» **INSTRUCTION**
Copy the lines from the first one through the line containing "positive clicks: (320, 697)", inclusive, swapping "rough mask" for "coarse mask" and changing nothing else.

» **EXERCISE MATERIAL**
=== Begin Enclosure ===
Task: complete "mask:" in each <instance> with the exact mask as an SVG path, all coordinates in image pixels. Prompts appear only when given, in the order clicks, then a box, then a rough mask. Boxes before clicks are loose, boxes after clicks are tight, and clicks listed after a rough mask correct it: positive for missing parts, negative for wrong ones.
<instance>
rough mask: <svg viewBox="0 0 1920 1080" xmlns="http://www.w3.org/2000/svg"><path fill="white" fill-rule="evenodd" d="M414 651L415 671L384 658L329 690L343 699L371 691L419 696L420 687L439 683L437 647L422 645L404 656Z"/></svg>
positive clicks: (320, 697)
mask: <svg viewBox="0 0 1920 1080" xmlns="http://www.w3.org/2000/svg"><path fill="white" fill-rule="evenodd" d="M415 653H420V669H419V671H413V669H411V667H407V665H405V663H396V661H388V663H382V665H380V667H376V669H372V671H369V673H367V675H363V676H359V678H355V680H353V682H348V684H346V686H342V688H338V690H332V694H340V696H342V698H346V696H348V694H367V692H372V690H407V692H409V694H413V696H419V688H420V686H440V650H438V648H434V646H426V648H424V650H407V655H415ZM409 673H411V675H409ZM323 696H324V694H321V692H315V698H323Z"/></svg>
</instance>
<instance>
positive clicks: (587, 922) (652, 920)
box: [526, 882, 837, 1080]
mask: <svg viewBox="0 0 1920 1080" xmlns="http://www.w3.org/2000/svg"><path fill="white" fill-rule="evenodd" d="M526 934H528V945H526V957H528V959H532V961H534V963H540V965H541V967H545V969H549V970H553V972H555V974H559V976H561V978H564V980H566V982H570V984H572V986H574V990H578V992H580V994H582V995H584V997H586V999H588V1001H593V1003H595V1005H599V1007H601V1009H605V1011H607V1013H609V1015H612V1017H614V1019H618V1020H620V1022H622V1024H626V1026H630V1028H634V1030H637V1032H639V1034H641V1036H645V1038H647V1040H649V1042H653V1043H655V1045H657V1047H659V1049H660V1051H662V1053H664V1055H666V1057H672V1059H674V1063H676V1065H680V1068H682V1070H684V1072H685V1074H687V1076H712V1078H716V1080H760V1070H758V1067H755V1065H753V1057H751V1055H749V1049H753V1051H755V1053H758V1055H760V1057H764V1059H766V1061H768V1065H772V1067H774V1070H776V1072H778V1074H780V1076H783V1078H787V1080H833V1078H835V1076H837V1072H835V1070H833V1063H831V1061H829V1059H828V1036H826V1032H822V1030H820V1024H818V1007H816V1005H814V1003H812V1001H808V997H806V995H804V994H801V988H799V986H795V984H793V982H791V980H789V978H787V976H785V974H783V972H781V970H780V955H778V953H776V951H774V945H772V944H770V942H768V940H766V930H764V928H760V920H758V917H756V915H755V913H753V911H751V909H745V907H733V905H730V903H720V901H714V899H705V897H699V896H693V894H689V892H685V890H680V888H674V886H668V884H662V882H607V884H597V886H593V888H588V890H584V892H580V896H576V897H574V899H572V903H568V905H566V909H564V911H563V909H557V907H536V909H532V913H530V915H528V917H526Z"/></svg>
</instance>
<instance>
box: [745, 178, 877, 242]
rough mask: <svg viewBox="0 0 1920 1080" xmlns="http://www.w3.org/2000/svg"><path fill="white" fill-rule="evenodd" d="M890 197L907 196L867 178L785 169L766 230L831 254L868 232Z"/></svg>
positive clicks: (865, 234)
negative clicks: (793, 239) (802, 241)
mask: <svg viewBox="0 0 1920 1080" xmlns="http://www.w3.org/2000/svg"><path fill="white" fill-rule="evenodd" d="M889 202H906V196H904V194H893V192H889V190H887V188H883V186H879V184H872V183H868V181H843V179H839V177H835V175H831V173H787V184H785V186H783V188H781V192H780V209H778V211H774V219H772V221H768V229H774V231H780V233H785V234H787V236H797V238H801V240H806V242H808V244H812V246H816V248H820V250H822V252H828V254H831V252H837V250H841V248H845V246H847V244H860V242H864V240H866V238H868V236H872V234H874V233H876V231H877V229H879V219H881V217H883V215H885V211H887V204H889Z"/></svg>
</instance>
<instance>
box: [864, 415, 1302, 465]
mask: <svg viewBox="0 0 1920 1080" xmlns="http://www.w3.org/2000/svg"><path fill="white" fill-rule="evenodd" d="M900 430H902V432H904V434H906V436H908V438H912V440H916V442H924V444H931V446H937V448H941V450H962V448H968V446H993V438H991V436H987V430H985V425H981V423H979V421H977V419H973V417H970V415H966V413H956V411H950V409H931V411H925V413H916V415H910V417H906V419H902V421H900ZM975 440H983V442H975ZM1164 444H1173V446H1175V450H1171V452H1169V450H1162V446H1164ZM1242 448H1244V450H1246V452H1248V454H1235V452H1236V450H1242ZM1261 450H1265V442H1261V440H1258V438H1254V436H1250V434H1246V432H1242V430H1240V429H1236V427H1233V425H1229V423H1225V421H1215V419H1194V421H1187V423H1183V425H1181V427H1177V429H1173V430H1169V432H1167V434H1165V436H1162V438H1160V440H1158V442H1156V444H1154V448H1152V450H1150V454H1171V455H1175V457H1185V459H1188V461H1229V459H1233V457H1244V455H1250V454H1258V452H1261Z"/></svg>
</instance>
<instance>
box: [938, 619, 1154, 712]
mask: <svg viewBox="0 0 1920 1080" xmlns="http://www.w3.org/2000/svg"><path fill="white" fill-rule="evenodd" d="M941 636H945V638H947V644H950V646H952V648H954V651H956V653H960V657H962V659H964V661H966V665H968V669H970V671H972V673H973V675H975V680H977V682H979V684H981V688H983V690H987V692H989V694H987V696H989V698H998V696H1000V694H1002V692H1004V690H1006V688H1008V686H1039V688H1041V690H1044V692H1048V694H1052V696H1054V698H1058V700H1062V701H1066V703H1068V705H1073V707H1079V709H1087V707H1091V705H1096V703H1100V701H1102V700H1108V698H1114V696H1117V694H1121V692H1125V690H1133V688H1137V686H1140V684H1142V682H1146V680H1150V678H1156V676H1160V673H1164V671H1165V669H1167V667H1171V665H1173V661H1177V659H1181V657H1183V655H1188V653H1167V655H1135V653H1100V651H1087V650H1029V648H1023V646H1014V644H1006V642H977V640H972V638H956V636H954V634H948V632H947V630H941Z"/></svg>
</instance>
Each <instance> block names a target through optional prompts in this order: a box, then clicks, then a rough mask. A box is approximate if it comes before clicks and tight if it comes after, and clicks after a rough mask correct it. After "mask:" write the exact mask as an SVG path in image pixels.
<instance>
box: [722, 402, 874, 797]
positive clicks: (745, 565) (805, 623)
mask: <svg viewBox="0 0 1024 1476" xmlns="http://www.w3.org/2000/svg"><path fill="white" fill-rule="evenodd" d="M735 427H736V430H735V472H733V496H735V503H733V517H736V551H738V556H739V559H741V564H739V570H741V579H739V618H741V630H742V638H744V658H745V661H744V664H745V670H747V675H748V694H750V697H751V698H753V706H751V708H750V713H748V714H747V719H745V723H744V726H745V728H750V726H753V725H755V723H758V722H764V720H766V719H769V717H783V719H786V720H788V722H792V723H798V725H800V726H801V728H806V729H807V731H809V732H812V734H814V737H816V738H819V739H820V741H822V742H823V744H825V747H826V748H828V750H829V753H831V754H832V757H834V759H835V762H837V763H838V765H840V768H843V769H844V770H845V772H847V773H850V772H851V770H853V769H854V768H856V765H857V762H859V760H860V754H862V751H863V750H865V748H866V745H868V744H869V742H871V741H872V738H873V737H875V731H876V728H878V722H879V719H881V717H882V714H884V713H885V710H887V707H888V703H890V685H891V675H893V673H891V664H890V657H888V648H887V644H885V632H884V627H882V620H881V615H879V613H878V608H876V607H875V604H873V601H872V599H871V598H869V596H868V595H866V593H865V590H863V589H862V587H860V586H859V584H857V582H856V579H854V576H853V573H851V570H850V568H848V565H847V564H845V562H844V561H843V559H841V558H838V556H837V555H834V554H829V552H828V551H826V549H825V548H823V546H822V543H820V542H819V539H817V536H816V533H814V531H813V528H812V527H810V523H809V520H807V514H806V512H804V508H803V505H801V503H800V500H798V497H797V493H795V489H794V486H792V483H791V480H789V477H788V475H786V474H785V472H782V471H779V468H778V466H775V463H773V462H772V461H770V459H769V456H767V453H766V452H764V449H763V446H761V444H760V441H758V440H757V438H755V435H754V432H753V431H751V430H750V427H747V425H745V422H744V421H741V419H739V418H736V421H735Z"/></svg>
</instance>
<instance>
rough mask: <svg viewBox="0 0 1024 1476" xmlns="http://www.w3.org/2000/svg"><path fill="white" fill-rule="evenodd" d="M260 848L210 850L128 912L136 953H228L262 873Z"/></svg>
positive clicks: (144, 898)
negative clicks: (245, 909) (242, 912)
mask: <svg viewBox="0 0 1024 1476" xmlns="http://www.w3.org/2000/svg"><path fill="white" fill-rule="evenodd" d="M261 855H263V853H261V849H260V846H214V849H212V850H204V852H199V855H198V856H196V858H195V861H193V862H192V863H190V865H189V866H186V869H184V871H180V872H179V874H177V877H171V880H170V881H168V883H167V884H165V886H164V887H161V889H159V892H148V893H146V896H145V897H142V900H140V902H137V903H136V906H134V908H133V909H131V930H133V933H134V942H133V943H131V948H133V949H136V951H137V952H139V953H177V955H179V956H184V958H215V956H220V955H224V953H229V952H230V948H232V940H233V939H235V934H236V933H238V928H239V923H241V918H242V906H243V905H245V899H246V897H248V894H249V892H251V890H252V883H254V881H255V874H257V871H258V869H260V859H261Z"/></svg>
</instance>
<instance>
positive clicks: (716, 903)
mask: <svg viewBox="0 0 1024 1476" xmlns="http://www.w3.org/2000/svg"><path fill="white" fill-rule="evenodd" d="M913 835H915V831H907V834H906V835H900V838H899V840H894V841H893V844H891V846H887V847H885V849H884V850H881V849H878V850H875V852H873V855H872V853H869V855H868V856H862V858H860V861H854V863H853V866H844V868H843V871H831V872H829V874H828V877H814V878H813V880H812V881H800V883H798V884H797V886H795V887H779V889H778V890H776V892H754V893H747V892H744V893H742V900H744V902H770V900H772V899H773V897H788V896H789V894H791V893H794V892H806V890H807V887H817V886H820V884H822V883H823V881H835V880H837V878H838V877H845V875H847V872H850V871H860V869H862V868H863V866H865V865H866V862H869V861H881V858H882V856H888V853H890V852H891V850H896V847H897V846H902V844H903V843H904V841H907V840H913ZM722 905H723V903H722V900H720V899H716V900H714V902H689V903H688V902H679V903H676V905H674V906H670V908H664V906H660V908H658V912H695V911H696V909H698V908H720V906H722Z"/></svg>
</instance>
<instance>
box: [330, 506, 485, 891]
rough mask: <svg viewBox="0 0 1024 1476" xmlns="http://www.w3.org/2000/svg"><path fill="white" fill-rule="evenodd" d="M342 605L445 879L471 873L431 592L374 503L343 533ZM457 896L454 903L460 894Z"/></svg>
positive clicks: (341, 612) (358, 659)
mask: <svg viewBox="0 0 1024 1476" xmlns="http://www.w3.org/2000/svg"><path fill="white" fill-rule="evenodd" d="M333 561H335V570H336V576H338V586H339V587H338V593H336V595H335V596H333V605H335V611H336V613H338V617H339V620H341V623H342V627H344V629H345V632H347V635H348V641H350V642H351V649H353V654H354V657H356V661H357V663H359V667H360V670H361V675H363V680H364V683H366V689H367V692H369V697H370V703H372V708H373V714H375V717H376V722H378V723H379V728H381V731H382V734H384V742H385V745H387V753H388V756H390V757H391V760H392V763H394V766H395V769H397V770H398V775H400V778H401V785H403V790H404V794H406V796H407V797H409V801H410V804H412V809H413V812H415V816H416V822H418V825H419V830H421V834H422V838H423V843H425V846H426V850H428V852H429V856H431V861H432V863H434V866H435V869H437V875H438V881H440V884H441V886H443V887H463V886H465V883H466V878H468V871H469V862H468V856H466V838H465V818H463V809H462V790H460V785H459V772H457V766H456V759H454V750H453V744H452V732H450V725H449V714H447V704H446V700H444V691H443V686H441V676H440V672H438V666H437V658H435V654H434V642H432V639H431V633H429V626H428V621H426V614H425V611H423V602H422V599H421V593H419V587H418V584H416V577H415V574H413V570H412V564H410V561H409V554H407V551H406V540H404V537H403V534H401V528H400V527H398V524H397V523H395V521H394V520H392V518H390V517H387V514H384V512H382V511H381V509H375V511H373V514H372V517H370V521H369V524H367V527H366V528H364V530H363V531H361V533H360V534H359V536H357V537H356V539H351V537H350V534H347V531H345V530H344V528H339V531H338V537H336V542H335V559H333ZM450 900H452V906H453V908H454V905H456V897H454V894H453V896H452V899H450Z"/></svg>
=== End Enclosure ===
» **EXERCISE OUTPUT**
Task: complete "mask:" in each <instance> with the exact mask as an SVG path, all coordinates in image pixels. Prompts appear only when given, in the order clicks, then a box, then a coarse mask. Boxes before clicks are loose, boxes after clicks are tight, and clicks listed after a coarse mask correct it: positive for missing parts, negative for wrong ones.
<instance>
coarse mask: <svg viewBox="0 0 1920 1080" xmlns="http://www.w3.org/2000/svg"><path fill="white" fill-rule="evenodd" d="M414 651L415 671L384 658L329 690L343 699L371 691L419 696L420 687L439 683L437 647L422 645L404 656Z"/></svg>
positive clicks: (320, 697)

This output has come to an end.